- [Texte extrait]

-=-=-

Le changement, les téléconseillers connaissent. Le métier a déjà beaucoup évolué depuis dix ans. Les téléconseillers ont vu leur travail rationalisé dans les moindres détails, à la seconde près, notamment par la numérisation des données et l'automatisation des procédures.

«Avant les données étaient dans des classeurs, aujourd'hui c'est dans l'ordinateur», se souvient Nathalie Cagny, déléguée CFDT chez Coriolis Amiens. «C'est plus rapide, ça aide le téléconseiller, mais le temps que l'on gagne, on le perd pour souffler ou soulager sa voix.»


Nathalie Cagny (à gauche) et ses collègues de la CFDT Coriolis

Les téléconseillers sont très surveillés, notamment sur la durée moyenne des appels qui doit être la plus courte possible ; c'est le mètre étalon de la productivité dans le secteur. Mais désormais, ce sont aussi les temps de pause qui sont examinés par leurs patrons. Eux aussi sont réduits au strict minimum

Premier exemple: le système Wrap-up – traduire 'boucler', 'finir'.  Le principe? Limiter le durée écoulée entre chaque appel reçu, un temps pendant lequel les conseillers doivent boucler les dossiers. «Avant on gérait nous même ce temps entre les appels, on se mettait en indisponibilité en appuyant sur un bouton. Aujourd'hui on vous impose un temps défini pour gérer le dossier. Quand on raccroche, on a 20 secondes avant le prochain appel», détaille Nathalie Cagny. Wrap-up est arrivé, il y a moins d'un an, chez Coriolis Amiens.

-=-=-

[Extraits de données de boîtes englobantes]

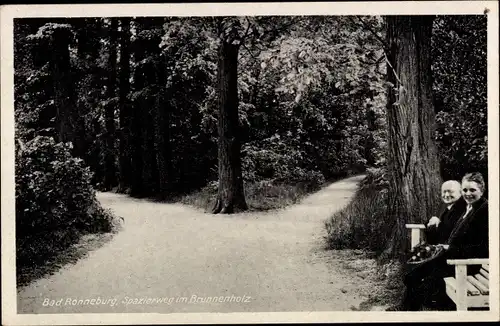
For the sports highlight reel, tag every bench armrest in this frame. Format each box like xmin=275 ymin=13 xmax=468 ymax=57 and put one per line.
xmin=405 ymin=224 xmax=425 ymax=249
xmin=405 ymin=224 xmax=426 ymax=230
xmin=446 ymin=258 xmax=489 ymax=265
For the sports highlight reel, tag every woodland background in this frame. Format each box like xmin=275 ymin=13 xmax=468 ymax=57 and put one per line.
xmin=14 ymin=16 xmax=487 ymax=280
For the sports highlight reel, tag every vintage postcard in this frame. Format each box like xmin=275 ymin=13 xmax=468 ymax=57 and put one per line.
xmin=1 ymin=1 xmax=500 ymax=325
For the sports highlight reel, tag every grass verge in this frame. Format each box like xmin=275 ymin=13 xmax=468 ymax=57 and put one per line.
xmin=16 ymin=209 xmax=122 ymax=289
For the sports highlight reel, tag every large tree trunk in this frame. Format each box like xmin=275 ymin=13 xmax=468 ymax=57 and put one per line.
xmin=118 ymin=18 xmax=132 ymax=192
xmin=104 ymin=18 xmax=118 ymax=190
xmin=387 ymin=16 xmax=441 ymax=255
xmin=154 ymin=59 xmax=172 ymax=197
xmin=212 ymin=41 xmax=248 ymax=214
xmin=49 ymin=29 xmax=75 ymax=146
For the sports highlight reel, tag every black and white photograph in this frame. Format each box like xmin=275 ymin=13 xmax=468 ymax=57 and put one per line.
xmin=1 ymin=1 xmax=499 ymax=325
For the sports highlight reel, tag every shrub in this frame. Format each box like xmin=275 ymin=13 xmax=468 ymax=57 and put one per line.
xmin=242 ymin=135 xmax=325 ymax=191
xmin=325 ymin=170 xmax=393 ymax=253
xmin=15 ymin=136 xmax=113 ymax=265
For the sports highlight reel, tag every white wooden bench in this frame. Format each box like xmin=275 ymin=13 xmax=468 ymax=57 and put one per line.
xmin=406 ymin=224 xmax=490 ymax=311
xmin=444 ymin=258 xmax=490 ymax=311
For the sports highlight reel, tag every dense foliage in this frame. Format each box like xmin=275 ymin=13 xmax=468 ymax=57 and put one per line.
xmin=16 ymin=17 xmax=384 ymax=196
xmin=16 ymin=136 xmax=113 ymax=267
xmin=14 ymin=16 xmax=487 ymax=264
xmin=326 ymin=16 xmax=488 ymax=253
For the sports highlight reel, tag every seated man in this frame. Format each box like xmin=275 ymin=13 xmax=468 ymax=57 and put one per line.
xmin=402 ymin=173 xmax=488 ymax=310
xmin=425 ymin=180 xmax=466 ymax=244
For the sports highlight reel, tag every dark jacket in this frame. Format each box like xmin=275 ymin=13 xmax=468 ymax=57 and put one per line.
xmin=447 ymin=197 xmax=489 ymax=259
xmin=425 ymin=197 xmax=467 ymax=244
xmin=405 ymin=198 xmax=488 ymax=283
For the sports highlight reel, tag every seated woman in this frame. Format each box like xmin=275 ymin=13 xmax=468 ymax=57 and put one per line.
xmin=425 ymin=180 xmax=466 ymax=244
xmin=402 ymin=173 xmax=488 ymax=311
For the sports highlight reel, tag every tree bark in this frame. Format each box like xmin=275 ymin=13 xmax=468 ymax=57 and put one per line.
xmin=49 ymin=29 xmax=75 ymax=146
xmin=212 ymin=40 xmax=248 ymax=214
xmin=387 ymin=16 xmax=441 ymax=255
xmin=104 ymin=18 xmax=118 ymax=190
xmin=154 ymin=59 xmax=172 ymax=197
xmin=118 ymin=18 xmax=132 ymax=192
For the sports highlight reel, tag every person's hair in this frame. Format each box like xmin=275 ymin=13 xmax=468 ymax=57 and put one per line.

-=-=-

- [Consignes]
1. Mettez à jour la liste entre les lignes contenant « For the sports highlight reel, tag every vintage » et « xmin=15 ymin=136 xmax=113 ymax=265 », incluses, en remplaçant « highlight reel » par « highlight video » sans rien modifier d'autre.
2. Rédigez la suite du texte sur les téléconseillers à partir de l'endroit où il s'arrête.
La liste n'a aucun rapport avec le texte sur les téléconseillers.

- [Résultats par tâche]
1.
For the sports highlight video, tag every vintage postcard in this frame. Format each box like xmin=275 ymin=13 xmax=468 ymax=57 and put one per line.
xmin=1 ymin=1 xmax=500 ymax=325
For the sports highlight video, tag every grass verge in this frame. Format each box like xmin=275 ymin=13 xmax=468 ymax=57 and put one per line.
xmin=16 ymin=209 xmax=122 ymax=289
For the sports highlight video, tag every large tree trunk in this frame. Format each box like xmin=275 ymin=13 xmax=468 ymax=57 and put one per line.
xmin=118 ymin=18 xmax=132 ymax=192
xmin=104 ymin=18 xmax=118 ymax=190
xmin=387 ymin=16 xmax=441 ymax=255
xmin=154 ymin=59 xmax=172 ymax=197
xmin=212 ymin=41 xmax=248 ymax=214
xmin=49 ymin=29 xmax=75 ymax=146
For the sports highlight video, tag every black and white photograph in this frame. Format each box like xmin=275 ymin=13 xmax=468 ymax=57 and put one per line.
xmin=1 ymin=1 xmax=499 ymax=325
For the sports highlight video, tag every shrub in this frame. Format each box like xmin=275 ymin=13 xmax=468 ymax=57 and put one per line.
xmin=242 ymin=135 xmax=325 ymax=191
xmin=325 ymin=170 xmax=393 ymax=253
xmin=15 ymin=136 xmax=113 ymax=265

2.
La dernière invention en date s'appelle Easyphone. Arrivé il y a un an et demi, le système consiste à automatiser les appels émis, pour diminuer là encore les périodes «improductives»: «Avant, c'était le téléconseiller qui appelait les clients. Il arrivait qu'ils ne soient pas chez eux. Aujourd'hui c'est un ordinateur qui appelle les clients et les met en relation avec le salarié. Ça évite peut-être que les téléconseillers appellent des gens qui ne sont pas là, mais ce temps nous permettait de souffler.»

«La numérisation et l'automatisation, on nous dit que ça améliore les conditions de travail, mais ça enlève tous ces temps qui permettaient aux gens d'échanger entre collègues», analyse la déléguée. «Sur la plateforme, on est de plus en plus dans l'individualisme. Tout est dans l'ordinateur. Aujourd'hui il ne nous reste que le temps de pause ou la pause déjeuner pour souffler».

Demain: l'ère du chat sur internet avec les clients

«En moyenne, les consommateurs passent par 2,7 canaux différents pour contacter un service client», établit l'observatoire des services clients 2012 de l'institut de sondage BVA. «Le canal le plus sollicité reste le téléphone pour les ¾ des Français. Viennent ensuite la navigation Internet (46%), l’e-mail (44%), le courrier et le face à face (tous deux à égalité avec 30%)».

Les clients passent de plus en plus par internet pour contacter les opérateurs téléphoniques, alors les centres de «relation clients» s'adaptent. «Ils appellent ça l'ère du chat», explique Nathalie Cagny. «En plus d'avoir de l'élocution, il faudra avoir le rédactionnel.»

D'ici cinq ans, les relations par mail, chat, ou réseaux sociaux auront envahi les centres d'appels. La conversation ne sera plus seulement téléphonique, elle sera écrite. Chez Coriolis, l'arrivée d'internet est plutôt bien accueillie par le syndicat. «Ça soulage le salarié, il y aura moins d'appels. Le travail sera plus diversifié».

Sa collègue, Mireille Chapit, elle aussi déléguée, travaille dans un service qui assure déjà un service de chat en ligne: «Au départ c'était une charge supplémentaire, mais on s'est réorganisés. Notre service est divisé en deux activités. L'une des équipes fait le courrier pour tout le monde parce qu'ils font moins d'appels.». Comment ils encaissent? «Ça dépend des caractères de chacun. Les mails ça repose. Quand on écrit, on a pas d'appels.»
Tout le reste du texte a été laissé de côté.